PROBLEM 1
How many lines in the entries below contain the string "after"? Reply with the number alone.

——

The combination of metanoeō (change of mind) and epistrephō (turn the life) gives the full biblical picture: inward reversal yielding outward redirection.

Biblical foundation

Old Testament prophetic call:

  • Ezekiel 18:30-32, "Repent and turn away from all your transgressions, so that iniquity may not become a stumbling block to you... For why will you die, O house of Israel?"
  • Isaiah 55:7, "Let the wicked forsake his way and the unrighteous man his thoughts; and let him return to the Lord."
  • Joel 2:12-13, "Return to Me with all your heart, and with fasting, weeping and mourning... rend your heart and not your garments."
  • Hosea 14:1-2, "Return, O Israel, to the Lord your God, for you have stumbled because of your iniquity. Take words with you and return to the Lord."

——

PROBLEM 2
Copy word for word the part of the passage on repentance above, starting with "The combination of" and going on through "yielding outward redirection.".

——

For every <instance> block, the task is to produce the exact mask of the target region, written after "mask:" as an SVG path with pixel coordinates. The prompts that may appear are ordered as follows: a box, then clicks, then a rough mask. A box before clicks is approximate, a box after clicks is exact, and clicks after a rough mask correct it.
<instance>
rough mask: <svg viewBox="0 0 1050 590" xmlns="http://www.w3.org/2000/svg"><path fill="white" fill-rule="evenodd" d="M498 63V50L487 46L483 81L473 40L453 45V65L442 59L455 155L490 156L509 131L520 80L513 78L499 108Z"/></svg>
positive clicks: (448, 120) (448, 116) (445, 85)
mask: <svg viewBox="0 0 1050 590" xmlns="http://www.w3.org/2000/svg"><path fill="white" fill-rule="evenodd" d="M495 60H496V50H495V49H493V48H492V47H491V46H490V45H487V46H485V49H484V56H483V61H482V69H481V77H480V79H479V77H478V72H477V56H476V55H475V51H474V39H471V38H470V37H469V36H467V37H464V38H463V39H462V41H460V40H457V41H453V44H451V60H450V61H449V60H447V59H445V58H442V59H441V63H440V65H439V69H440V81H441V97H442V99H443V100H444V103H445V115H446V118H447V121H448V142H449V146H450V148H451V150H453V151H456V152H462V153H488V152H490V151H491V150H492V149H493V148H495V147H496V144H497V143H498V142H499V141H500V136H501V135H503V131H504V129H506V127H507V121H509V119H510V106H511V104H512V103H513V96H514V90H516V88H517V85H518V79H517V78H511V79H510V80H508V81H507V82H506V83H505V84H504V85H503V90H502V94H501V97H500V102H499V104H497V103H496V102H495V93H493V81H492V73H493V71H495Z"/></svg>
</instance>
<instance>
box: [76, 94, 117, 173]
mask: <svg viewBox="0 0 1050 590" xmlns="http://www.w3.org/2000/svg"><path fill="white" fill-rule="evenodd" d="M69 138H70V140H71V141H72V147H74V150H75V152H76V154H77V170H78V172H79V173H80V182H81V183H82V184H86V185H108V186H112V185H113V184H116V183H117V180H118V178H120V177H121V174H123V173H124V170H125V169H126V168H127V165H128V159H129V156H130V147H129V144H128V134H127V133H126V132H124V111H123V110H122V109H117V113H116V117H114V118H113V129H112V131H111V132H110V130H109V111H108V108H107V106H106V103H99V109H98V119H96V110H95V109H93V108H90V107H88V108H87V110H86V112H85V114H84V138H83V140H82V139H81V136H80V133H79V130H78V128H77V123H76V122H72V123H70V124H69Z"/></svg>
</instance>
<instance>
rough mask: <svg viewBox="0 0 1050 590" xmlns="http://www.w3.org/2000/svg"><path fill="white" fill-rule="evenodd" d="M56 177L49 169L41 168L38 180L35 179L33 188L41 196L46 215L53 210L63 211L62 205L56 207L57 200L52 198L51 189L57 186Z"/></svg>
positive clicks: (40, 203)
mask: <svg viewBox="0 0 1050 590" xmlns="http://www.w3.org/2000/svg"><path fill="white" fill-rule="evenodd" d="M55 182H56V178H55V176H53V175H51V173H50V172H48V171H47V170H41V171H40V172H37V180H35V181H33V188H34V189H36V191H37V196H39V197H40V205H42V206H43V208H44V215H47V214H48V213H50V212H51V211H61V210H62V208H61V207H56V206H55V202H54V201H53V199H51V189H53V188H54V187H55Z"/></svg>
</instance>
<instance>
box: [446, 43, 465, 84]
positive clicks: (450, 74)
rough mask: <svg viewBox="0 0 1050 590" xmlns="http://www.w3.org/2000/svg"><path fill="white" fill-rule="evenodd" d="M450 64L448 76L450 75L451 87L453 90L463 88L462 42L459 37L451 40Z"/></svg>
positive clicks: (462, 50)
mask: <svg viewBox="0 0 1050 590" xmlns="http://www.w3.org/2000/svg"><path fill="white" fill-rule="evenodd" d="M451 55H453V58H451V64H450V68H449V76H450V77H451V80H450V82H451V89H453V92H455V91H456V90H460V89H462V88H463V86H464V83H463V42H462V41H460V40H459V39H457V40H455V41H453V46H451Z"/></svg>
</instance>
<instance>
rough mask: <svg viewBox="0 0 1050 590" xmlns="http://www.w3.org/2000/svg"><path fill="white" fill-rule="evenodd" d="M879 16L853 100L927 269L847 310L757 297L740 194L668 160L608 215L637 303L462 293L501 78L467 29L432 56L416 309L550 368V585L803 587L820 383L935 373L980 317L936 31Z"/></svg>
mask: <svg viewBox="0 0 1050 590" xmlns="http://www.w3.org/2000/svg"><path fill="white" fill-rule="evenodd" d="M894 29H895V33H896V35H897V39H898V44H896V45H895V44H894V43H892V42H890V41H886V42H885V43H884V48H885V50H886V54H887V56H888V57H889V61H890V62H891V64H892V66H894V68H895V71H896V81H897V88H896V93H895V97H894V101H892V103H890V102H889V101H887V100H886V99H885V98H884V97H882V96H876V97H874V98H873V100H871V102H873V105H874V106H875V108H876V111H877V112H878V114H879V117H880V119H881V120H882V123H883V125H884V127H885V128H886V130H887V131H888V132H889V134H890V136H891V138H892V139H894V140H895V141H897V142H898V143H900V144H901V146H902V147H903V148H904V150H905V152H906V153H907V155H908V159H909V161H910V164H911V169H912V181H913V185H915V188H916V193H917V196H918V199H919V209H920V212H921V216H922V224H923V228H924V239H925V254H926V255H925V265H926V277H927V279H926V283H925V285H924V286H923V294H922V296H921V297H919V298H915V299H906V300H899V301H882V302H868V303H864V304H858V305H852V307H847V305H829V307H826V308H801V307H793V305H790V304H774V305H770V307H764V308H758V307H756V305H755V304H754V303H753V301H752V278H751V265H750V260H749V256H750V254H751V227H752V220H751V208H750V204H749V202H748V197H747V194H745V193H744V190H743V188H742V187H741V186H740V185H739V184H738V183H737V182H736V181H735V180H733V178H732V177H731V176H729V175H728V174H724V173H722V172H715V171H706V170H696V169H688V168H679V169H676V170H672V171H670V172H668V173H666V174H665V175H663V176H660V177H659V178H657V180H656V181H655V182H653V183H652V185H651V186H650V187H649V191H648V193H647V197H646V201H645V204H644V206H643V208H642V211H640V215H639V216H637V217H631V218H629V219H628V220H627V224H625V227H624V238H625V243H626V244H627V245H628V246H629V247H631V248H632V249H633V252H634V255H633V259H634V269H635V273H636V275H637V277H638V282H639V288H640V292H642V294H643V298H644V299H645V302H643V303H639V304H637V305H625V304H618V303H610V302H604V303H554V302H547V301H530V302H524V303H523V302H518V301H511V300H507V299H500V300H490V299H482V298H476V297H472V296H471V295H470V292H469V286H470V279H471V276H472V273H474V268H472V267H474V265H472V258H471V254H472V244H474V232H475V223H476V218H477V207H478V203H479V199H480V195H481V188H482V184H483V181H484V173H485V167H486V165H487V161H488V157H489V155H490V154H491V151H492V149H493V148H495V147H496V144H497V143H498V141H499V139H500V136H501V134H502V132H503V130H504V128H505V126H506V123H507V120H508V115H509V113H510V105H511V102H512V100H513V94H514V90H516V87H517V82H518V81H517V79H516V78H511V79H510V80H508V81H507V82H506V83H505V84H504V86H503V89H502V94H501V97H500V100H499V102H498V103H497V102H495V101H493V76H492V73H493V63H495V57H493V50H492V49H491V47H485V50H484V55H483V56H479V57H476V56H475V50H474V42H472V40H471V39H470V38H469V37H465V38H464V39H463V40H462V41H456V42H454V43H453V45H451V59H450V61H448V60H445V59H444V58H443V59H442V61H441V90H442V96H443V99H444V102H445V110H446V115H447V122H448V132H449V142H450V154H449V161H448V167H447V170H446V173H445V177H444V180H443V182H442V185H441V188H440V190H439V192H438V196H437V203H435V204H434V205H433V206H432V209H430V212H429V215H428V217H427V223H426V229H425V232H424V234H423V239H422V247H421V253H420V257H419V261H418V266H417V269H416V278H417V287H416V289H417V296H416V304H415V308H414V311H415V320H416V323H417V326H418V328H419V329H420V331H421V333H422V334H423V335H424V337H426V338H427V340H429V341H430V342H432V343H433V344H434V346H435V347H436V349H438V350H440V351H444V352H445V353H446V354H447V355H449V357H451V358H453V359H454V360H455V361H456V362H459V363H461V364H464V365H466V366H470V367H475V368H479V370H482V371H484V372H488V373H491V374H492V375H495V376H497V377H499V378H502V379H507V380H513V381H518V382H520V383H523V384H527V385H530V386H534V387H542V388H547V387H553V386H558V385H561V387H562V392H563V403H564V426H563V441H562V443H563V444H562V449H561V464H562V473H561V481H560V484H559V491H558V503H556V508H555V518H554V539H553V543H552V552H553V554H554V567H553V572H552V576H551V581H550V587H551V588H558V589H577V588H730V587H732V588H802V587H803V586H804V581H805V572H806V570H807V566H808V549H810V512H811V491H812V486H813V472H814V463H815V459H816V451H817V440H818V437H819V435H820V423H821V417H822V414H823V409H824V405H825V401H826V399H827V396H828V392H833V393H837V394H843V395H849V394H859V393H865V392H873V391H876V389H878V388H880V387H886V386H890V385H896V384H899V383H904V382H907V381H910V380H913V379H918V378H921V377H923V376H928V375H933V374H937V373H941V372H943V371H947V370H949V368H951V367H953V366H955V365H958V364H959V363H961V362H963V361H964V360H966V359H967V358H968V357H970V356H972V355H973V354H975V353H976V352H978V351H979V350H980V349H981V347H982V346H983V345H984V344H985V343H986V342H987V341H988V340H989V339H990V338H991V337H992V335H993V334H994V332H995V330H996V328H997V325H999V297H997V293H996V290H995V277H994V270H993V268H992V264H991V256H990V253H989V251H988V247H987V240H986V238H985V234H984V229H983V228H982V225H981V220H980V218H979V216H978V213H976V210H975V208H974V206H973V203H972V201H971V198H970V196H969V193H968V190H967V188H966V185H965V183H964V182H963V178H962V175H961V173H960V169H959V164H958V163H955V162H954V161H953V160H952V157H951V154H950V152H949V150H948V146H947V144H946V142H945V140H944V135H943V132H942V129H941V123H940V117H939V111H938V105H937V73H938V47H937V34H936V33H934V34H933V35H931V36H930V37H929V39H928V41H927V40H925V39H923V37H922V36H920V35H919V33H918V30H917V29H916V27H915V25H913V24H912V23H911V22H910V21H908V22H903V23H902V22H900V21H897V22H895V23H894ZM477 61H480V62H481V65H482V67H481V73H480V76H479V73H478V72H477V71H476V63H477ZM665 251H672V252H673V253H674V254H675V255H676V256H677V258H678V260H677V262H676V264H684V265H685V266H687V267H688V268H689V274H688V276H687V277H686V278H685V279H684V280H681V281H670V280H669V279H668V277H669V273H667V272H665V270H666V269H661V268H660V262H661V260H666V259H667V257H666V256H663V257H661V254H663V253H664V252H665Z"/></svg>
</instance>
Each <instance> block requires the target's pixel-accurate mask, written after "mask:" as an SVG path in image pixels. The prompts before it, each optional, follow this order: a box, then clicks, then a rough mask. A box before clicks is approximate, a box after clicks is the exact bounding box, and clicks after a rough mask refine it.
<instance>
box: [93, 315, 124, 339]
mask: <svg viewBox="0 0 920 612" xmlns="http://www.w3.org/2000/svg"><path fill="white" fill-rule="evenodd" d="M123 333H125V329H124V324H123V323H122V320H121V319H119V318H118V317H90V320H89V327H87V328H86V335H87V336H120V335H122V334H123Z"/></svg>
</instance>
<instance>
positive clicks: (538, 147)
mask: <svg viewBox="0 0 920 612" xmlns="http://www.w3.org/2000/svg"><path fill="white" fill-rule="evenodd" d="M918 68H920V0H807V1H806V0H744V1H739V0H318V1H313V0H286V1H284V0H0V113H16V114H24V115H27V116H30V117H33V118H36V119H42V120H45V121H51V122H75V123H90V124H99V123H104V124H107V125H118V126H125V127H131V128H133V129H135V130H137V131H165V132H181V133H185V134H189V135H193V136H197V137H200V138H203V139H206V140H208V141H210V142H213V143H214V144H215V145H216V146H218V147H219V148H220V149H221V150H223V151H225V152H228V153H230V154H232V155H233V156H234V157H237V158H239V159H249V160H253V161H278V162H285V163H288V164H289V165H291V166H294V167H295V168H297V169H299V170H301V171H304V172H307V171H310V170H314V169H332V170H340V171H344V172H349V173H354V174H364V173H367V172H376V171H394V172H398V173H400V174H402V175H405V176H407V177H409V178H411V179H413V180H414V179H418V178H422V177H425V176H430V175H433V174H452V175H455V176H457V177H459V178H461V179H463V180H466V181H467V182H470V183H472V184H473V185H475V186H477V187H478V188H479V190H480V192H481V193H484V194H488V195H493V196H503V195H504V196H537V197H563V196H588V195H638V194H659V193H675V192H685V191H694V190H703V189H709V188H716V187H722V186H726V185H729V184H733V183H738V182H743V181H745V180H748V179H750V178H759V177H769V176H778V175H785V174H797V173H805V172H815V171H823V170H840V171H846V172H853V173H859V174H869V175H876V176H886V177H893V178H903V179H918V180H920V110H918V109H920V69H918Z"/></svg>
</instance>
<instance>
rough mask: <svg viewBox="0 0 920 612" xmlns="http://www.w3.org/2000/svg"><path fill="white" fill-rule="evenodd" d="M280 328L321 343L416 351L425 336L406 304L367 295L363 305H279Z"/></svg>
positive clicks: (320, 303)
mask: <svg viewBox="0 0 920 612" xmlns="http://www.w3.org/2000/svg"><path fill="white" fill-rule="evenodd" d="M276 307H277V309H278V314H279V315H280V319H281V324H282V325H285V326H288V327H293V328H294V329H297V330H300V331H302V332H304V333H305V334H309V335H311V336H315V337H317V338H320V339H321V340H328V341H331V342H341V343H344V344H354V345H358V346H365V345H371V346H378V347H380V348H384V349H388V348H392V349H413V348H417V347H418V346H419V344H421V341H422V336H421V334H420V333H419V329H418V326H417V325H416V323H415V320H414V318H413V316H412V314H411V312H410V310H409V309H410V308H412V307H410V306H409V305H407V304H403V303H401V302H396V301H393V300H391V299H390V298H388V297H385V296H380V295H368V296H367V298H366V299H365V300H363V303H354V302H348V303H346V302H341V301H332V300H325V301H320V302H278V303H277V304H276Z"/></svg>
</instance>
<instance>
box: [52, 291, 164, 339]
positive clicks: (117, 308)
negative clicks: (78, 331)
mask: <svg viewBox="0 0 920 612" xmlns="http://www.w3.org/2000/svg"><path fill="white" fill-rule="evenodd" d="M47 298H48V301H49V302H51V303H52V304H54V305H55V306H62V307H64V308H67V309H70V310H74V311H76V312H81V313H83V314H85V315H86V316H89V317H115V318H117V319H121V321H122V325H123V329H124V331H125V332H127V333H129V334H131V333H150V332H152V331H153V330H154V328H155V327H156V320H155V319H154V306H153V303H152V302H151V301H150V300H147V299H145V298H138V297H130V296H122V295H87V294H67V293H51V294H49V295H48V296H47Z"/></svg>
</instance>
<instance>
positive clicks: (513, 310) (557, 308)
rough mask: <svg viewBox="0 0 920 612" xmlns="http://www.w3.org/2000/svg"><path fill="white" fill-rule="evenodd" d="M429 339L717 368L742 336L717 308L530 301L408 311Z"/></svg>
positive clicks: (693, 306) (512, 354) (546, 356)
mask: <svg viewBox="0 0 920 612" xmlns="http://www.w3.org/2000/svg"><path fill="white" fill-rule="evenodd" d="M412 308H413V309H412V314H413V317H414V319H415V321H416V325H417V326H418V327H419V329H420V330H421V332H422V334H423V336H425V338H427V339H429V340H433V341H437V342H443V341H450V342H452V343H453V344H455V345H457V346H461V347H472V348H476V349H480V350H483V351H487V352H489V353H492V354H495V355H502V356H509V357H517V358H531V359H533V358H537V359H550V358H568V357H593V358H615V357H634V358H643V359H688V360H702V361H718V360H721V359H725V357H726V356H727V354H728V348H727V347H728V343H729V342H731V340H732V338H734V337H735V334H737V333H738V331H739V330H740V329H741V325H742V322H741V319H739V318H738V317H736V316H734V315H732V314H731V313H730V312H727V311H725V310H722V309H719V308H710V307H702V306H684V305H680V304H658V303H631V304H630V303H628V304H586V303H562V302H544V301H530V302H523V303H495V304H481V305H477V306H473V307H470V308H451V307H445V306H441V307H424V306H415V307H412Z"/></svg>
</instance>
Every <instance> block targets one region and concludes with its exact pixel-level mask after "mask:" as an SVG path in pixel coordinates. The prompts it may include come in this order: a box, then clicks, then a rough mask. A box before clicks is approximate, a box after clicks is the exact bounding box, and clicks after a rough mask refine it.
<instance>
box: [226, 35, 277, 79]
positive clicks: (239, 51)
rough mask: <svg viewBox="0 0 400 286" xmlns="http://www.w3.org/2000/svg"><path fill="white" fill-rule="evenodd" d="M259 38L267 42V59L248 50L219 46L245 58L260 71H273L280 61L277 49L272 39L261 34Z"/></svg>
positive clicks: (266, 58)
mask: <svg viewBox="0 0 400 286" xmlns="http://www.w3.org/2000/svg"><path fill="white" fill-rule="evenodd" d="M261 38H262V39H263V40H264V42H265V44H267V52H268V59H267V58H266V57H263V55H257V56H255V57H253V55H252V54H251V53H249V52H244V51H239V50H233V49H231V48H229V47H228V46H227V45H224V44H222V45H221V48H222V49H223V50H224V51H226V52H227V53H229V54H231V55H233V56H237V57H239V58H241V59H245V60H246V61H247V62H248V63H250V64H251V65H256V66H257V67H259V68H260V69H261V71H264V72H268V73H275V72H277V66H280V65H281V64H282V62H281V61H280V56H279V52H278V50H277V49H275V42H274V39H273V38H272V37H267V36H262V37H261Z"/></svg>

——

TASK RESULT 1
3

TASK RESULT 2
The combination of metanoeō (change of mind) and epistrephō (turn the life) gives the full biblical picture: inward reversal yielding outward redirection.